__The task__
Copy the listing below in full and skip every picture.

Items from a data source
==================================================
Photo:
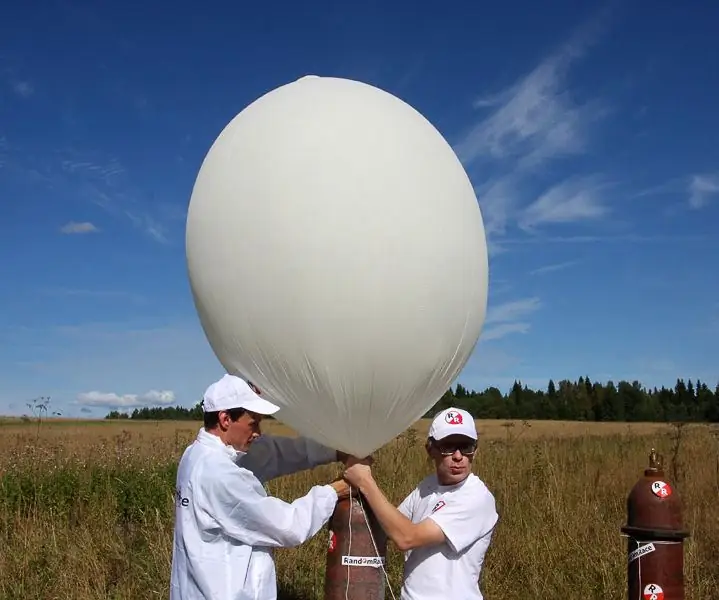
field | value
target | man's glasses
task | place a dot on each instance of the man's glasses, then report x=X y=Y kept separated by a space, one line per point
x=465 y=448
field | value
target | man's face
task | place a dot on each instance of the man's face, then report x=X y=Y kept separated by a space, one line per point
x=453 y=457
x=241 y=433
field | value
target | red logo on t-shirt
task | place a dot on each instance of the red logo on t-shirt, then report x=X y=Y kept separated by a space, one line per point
x=453 y=418
x=437 y=506
x=653 y=591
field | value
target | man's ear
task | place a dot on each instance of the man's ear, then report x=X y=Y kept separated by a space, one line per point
x=223 y=420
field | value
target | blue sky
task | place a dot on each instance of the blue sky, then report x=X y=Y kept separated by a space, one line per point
x=589 y=130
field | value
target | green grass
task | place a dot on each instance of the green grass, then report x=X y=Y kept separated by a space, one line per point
x=90 y=517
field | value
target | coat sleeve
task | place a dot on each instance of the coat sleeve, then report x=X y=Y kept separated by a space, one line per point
x=234 y=501
x=274 y=456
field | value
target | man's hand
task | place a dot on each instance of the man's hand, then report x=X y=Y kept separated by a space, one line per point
x=358 y=474
x=342 y=488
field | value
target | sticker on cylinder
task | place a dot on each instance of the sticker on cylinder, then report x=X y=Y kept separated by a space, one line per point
x=653 y=591
x=363 y=561
x=661 y=489
x=641 y=551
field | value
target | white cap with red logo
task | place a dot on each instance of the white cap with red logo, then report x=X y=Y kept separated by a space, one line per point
x=232 y=392
x=453 y=421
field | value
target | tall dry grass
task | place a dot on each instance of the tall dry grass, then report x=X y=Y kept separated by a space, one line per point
x=86 y=510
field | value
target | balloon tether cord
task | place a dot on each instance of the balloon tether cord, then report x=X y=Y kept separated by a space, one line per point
x=374 y=545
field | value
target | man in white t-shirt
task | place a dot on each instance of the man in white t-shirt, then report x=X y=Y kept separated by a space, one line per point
x=445 y=525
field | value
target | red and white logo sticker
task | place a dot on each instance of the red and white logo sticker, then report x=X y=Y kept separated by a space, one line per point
x=661 y=489
x=653 y=591
x=453 y=418
x=437 y=506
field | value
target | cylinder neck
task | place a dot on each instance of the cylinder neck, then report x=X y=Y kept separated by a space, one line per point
x=655 y=464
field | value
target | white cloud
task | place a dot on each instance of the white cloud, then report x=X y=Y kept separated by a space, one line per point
x=569 y=201
x=553 y=267
x=512 y=311
x=24 y=89
x=113 y=400
x=536 y=118
x=107 y=184
x=702 y=188
x=73 y=227
x=508 y=318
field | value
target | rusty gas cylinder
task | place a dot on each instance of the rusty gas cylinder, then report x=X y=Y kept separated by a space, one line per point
x=355 y=564
x=656 y=533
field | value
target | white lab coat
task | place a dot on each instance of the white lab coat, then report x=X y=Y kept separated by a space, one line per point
x=226 y=525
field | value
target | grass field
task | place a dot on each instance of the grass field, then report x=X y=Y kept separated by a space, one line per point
x=86 y=508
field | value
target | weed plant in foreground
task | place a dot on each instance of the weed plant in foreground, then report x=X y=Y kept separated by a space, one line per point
x=86 y=510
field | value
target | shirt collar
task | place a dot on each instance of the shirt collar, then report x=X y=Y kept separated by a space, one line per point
x=213 y=441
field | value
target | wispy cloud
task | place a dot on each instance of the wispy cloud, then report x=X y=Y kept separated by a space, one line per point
x=97 y=294
x=72 y=227
x=554 y=267
x=114 y=400
x=509 y=317
x=569 y=201
x=24 y=89
x=105 y=183
x=536 y=119
x=702 y=188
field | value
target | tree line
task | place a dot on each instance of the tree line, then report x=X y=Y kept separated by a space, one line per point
x=581 y=400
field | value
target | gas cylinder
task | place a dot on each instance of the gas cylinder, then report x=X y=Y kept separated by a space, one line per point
x=356 y=553
x=656 y=534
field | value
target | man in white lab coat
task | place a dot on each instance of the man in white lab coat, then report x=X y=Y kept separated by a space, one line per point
x=445 y=524
x=225 y=523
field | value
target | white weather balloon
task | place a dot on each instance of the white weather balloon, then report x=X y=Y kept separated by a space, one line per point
x=337 y=259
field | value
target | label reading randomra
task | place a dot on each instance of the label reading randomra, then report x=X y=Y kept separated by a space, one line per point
x=653 y=591
x=362 y=561
x=641 y=551
x=661 y=489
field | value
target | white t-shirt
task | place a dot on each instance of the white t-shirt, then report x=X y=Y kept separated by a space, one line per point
x=467 y=514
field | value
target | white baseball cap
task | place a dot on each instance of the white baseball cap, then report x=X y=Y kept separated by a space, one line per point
x=453 y=421
x=233 y=392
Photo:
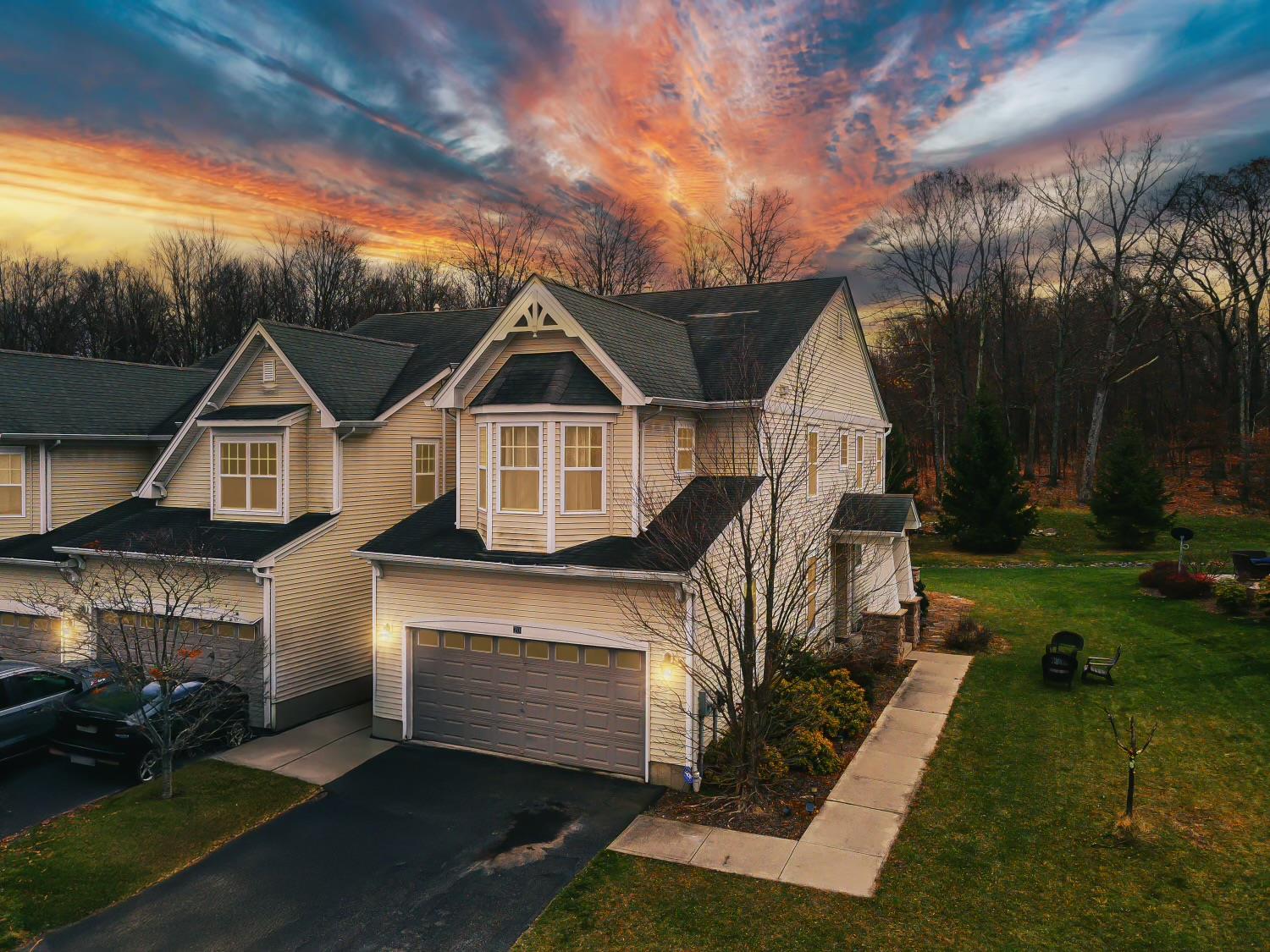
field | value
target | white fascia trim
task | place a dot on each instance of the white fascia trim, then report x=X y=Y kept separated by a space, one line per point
x=413 y=395
x=505 y=629
x=146 y=489
x=272 y=558
x=152 y=558
x=632 y=395
x=550 y=411
x=294 y=416
x=573 y=571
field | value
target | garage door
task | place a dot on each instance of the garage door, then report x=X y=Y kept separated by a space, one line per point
x=30 y=637
x=548 y=701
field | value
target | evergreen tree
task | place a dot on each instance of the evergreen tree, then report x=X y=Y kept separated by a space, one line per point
x=986 y=505
x=1129 y=497
x=901 y=472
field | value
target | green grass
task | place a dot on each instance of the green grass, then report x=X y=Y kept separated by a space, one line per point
x=1076 y=543
x=1008 y=842
x=78 y=863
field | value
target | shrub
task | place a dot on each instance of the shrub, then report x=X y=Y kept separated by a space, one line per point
x=1183 y=584
x=968 y=635
x=810 y=751
x=848 y=705
x=1232 y=597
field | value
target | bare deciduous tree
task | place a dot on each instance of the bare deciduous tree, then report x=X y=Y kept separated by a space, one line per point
x=500 y=248
x=607 y=248
x=160 y=625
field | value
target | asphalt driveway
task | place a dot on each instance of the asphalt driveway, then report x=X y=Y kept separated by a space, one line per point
x=418 y=848
x=40 y=786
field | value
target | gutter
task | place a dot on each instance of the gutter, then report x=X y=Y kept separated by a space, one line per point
x=571 y=571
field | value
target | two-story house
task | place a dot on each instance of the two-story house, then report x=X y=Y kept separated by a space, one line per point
x=76 y=436
x=581 y=428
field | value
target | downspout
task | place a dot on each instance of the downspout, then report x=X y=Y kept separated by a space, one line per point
x=264 y=578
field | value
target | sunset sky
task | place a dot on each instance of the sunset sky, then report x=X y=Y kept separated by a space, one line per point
x=119 y=118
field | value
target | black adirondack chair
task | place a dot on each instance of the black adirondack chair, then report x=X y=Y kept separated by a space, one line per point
x=1102 y=667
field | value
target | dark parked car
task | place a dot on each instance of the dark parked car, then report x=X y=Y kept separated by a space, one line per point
x=30 y=696
x=107 y=724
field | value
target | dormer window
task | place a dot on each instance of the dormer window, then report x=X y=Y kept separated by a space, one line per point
x=520 y=470
x=583 y=469
x=248 y=476
x=685 y=448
==================================================
__Exercise response__
Photo:
field | value
target | man's glasses
task | place a dot on each instance of the man's glasses, then report x=X y=Y kept separated by a space, one line per point
x=465 y=448
field | value
target | man's face
task | place a dot on each instance of the man's face, then report x=X y=Y kept separated by a space, one line per point
x=453 y=457
x=241 y=433
field | value
target | red logo on t-shirt
task | place a dot on each instance of the red logo on t-shirt, then report x=X y=Y kept separated by a space, one line per point
x=453 y=418
x=437 y=506
x=653 y=591
field | value
target | man's ear
task | place a dot on each instance of the man's ear, then report x=X y=Y kept separated by a space, one line per point
x=223 y=420
field | value
target | blue sky
task | place a dot on each instance of the blue sky, then report x=X y=Y kept separated by a space, one line per point
x=589 y=130
field | value
target | green grass
task | place a dot on each instance of the green grass, then report x=X y=Y kept separated by a space, one line per point
x=90 y=517
field | value
target | coat sleeve
task | place a dot on each instance of the coat sleeve, then report x=X y=Y kept separated by a space, one line per point
x=234 y=501
x=274 y=456
field | value
target | man's hand
task | place a dot on each instance of the man's hand, then report x=X y=Y kept separated by a space, one line per point
x=358 y=474
x=342 y=488
field | value
target | sticker on cylinder
task | place a dot on each instance of the sticker on cylinder, then report x=X y=Y kept separated by a space, one line per point
x=653 y=591
x=363 y=561
x=661 y=489
x=641 y=551
field | value
target | white cap with red logo
task | place a dot on each instance of the white cap with red logo, then report x=X y=Y kept separated by a space, one line per point
x=232 y=392
x=453 y=421
field | value
target | tall dry grass
task | place a dot on each instance of the tall dry grass, then report x=X y=Y kept separated by a space, one line per point
x=86 y=510
field | value
target | balloon tether cord
task | place a dot on each instance of the balloon tether cord, then report x=X y=Y kept separated by a space, one line per point
x=374 y=545
field | value
target | man in white t-shirt
task | place a dot on each instance of the man in white t-shirt, then report x=X y=Y kept separated by a space, one line per point
x=445 y=525
field | value
target | red and white logo sticker
task | place a dot on each instance of the red and white logo sticker, then report x=X y=Y kept separated by a space, one line per point
x=661 y=489
x=653 y=591
x=453 y=418
x=437 y=506
field | value
target | cylinder neck
task | place a dot on each instance of the cylinder neck, then report x=X y=Y kept separated by a space, one line per point
x=655 y=464
field | value
target | white cloud
task | place a dot on each instance of the white cloud, then report x=X y=Y kept separated by a space, one line per point
x=569 y=201
x=553 y=267
x=512 y=311
x=24 y=89
x=113 y=400
x=536 y=118
x=107 y=184
x=702 y=188
x=73 y=227
x=508 y=318
field | value
target | rusty gas cylinder
task | place a dot on each instance of the rusty gas cylinder, then report x=X y=Y kept separated by a space, one line per point
x=355 y=564
x=656 y=533
field | value
target | white lab coat
task | place a dot on each instance of the white lab coat, then report x=X y=Y kept separated by a space, one line per point
x=226 y=525
field | value
target | grass field
task | place a dot on each instance of the grass field, then report x=X y=Y kept separated by a space, one line per point
x=86 y=508
field | value
target | weed plant in foreground
task | place a dot on each instance of the weed plant in foreground, then report x=X y=Y kept separated by a space, one line per point
x=86 y=510
field | value
target | shirt collar
task | place a dot on each instance of the shirt collar, then report x=X y=Y kept separated by a space, one line per point
x=213 y=441
field | value
target | wispy cloud
task | place a dot on each instance of the wispy cloud, then report x=X y=Y kept separated by a space, one line per point
x=97 y=294
x=72 y=227
x=554 y=267
x=114 y=400
x=509 y=317
x=569 y=201
x=24 y=89
x=105 y=183
x=536 y=119
x=702 y=188
field | value
target | tree line
task | place a dot on each instance of the tree line, then report x=X y=Y kept separated by a space, one line per point
x=581 y=400
field | value
target | gas cylinder
task | place a dot on each instance of the gas cylinder, then report x=X y=Y kept separated by a space, one line per point
x=356 y=553
x=656 y=534
field | value
target | man in white lab coat
task | place a dot on each instance of the man in white lab coat, then report x=X y=Y kept separated by a space, one line per point
x=445 y=524
x=225 y=523
field | value
target | white weather balloon
task | place a dot on each instance of the white weather balloon, then report x=X y=Y kept separated by a space, one line per point
x=337 y=259
field | value
target | label reading randomra
task | place a dot on each instance of the label reading randomra, then report x=X y=Y kept separated by a space, one line per point
x=653 y=591
x=362 y=561
x=641 y=551
x=661 y=489
field | value
target | white t-shirt
task | place a dot on each instance of the white t-shirt, then report x=X y=Y kept separated by a space, one line per point
x=467 y=514
field | value
target | white baseball cap
task | place a dot on each instance of the white baseball cap, then report x=X y=Y kept separated by a space, one line per point
x=453 y=421
x=233 y=392
Photo:
field | value
target | white fascia trim
task | place a dot on each instance of the white fascia trim, then report x=X y=Y kept separated by a space, one line per point
x=413 y=395
x=505 y=629
x=146 y=489
x=272 y=558
x=152 y=558
x=632 y=395
x=550 y=411
x=294 y=416
x=573 y=571
field | value
target | garage door
task | place a dot on each instance of the garage door, then report x=X y=Y kept separated by a space, one line per point
x=30 y=637
x=548 y=701
field | value
target | evergreen tree
task | place a dot on each instance of the evergreen tree, then report x=X y=Y kept separated by a space, one line per point
x=986 y=505
x=1129 y=497
x=901 y=472
field | value
target | green grass
task | place a dot on each instance of the green grass, then report x=X y=Y kept separated by a space, one line per point
x=1076 y=543
x=1008 y=842
x=78 y=863
field | value
target | shrub
task | place a dot on each instance of the shrub, then report x=X y=Y kept separated by a space, one line per point
x=1183 y=584
x=968 y=635
x=810 y=751
x=848 y=705
x=1232 y=597
field | value
target | bare deciduous tree
task | place a dot on each instance of the bare deciduous tree, then report x=X y=Y kept separated by a space, one line per point
x=500 y=248
x=607 y=248
x=160 y=625
field | value
target | asphalt driveway
task | place a dot on each instance of the asphalt driveway, then report x=X y=Y kept separated by a space, one line per point
x=418 y=848
x=40 y=786
field | value
target | gutter
task | place a dot on each instance of the gutter, then report x=X y=Y kept separated by a space, one line per point
x=571 y=571
field | value
target | two-story house
task | place a dot on each instance of the two-story house, then report x=X y=Y kept separated by a space, one line per point
x=76 y=436
x=581 y=428
field | value
target | downspout
task | place a dot on each instance of the downspout, then report x=X y=Y kept separated by a space, one line per point
x=264 y=578
field | value
target | sunset sky
task | place a dot on each instance of the sunset sky, then report x=X y=Y kept separated by a space, one line per point
x=119 y=118
field | value
target | black adirondack chair
task | place a dot on each instance of the black adirondack chair, then report x=X y=Y kept separated by a space, one line per point
x=1102 y=667
field | value
target | dark parked car
task | place a dot on each instance of the dark parked car, then report x=X y=Y kept separated by a space, one line per point
x=30 y=696
x=107 y=724
field | value
target | dormer window
task | place a dot on each instance of the dormer window, then report x=X y=Y kept separated by a space, one line per point
x=520 y=470
x=583 y=469
x=248 y=476
x=685 y=448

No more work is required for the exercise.